Skip the images and repeat every entry word for word.

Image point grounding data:
---

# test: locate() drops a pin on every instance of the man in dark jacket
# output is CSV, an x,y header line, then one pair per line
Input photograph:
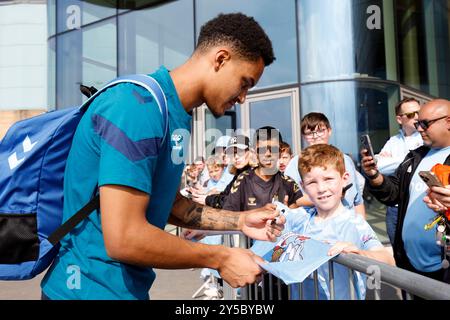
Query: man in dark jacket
x,y
255,188
415,249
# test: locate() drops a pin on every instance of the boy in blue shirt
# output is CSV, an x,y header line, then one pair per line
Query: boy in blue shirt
x,y
323,175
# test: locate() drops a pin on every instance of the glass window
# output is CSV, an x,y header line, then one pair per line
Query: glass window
x,y
68,69
72,14
424,45
150,38
86,56
224,125
99,53
51,17
354,108
126,5
51,74
344,39
277,18
273,112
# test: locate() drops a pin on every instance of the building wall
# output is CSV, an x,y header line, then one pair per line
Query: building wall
x,y
350,59
8,117
23,61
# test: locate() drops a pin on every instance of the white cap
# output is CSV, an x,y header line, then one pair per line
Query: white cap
x,y
223,141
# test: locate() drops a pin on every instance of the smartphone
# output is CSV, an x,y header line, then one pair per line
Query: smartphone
x,y
366,144
430,179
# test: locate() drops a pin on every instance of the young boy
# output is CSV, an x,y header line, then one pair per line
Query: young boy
x,y
316,129
323,174
216,168
285,156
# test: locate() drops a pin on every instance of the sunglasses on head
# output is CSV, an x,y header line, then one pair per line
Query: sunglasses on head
x,y
410,115
272,149
425,124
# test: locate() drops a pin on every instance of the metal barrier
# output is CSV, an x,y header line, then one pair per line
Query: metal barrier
x,y
410,283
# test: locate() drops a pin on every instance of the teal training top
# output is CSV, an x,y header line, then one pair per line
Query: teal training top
x,y
117,142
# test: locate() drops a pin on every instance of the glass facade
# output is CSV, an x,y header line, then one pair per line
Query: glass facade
x,y
349,59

---

Written answer:
# test: locate() drops a pin on every instance of the man in dark jacket
# output is CSV, an x,y header line, then one pair per line
Input photograph:
Query: man in dark jacket
x,y
255,188
415,249
# test: locate() drops a pin on every instance of the boy in blue shirt
# output is CSV, an x,y header line, then one pair per line
Query: boy in blue shirt
x,y
323,175
# test: locate() drops a pin on every instance of the glass window
# output is CSV, an x,y header line, then one pair per line
Query: glass window
x,y
68,69
72,14
424,45
150,38
86,56
224,125
99,53
51,17
354,108
126,5
51,74
344,39
277,18
273,112
# test: locate() drops a pin on every instance of the building wall
# output is CSV, an x,y header line, then one pair per line
Query: building wall
x,y
350,59
8,117
23,61
# test: locate() drops a pin on every instance of the white cap
# output is CSV, an x,y header line, then one pair per line
Query: white cap
x,y
223,141
# test: locate() drops a pin on every instance of the smartphone
# output is CSV, an x,y header line, then one pair per line
Query: smartphone
x,y
366,144
430,179
# test: locate() drops a pin on every instance of the young boy
# output is CSV, an x,y header line, then one pair per line
Query: young boy
x,y
316,129
323,174
216,168
285,156
# test: locate() drops a pin on every instance of the sunglasses on head
# output is CSV, an x,y header line, then one pair per line
Query: sunglasses on head
x,y
410,115
272,149
425,124
# test: locate() drops a pin on every instance of the metal barrier
# output is CSV, an x,y header line, then one pair per line
Query: metal barrier
x,y
410,283
# test: locate() drops a pin on every instance of the teal training top
# output is CSV, an x,y header line, then one pair per line
Query: teal training top
x,y
117,142
# test: locate() drops a pin on every instance of the glass facade
# output is CSV, an x,y header line, then one pair per line
Query: glass facade
x,y
349,59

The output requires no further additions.